## Work to be completed:
Transcribe verbatim the portion of the human rights curriculum article starting at "PHOTO: CHANG CHIA-MING, TAIPEI" and ending at "a ceremony yesterday.".

··· Text segment

Teachers create human rights lessons for
contest
RAISING AWARENESS: Organizers of the event hope that educating children about
farmers’ and women’s struggles will protect Taiwan’s democracy in the future
Loa Iok-sin
STAFF REPORTER
Monday, Sep 13, 2010, Page 3
Liao Che-chiang, a teacher at Mailiao Senior
High School in Yunlin County, holds up the plaque he was given along with
NT$50,000 after winning first place for his work on the farmers rights movement
in Taiwan in a competition organized by the Deng Liberty Foundation to promote
human rights education in elementary, junior and senior high schools.
PHOTO: CHANG CHIA-MING, TAIPEI TIMES
About 40 teachers who created human rights education curricula for a contest to
promote human rights content in schools were honored at a ceremony yesterday.
“Through my curriculum, I want students to realize how farmers have always been
the disadvantaged group and have always been exploited,” said Liao Che-chiang
(廖哲強), a teacher at Mailiao High School in Mailiao Township (麥寮), Yunlin Conty,
whose model won “the most recommended curriculum” award in the contest organized
by the Deng Liberty Foundation.
In his curriculum, students would be taught about the Erlin Incident of the
1920s and the ongoing campaign against a science park expansion project in
Changhua County’s Erlin Township (二林). They would also be taken on a trip to the
locations where these events happened, as part of efforts to link the
abstraction of human rights with actual, physical places.

······
··· Data excerpt

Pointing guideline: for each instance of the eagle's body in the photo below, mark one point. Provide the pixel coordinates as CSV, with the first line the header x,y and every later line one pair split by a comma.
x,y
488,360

······

## Reply to the task:
PHOTO: CHANG CHIA-MING, TAIPEI TIMES
About 40 teachers who created human rights education curricula for a contest to
promote human rights content in schools were honored at a ceremony yesterday.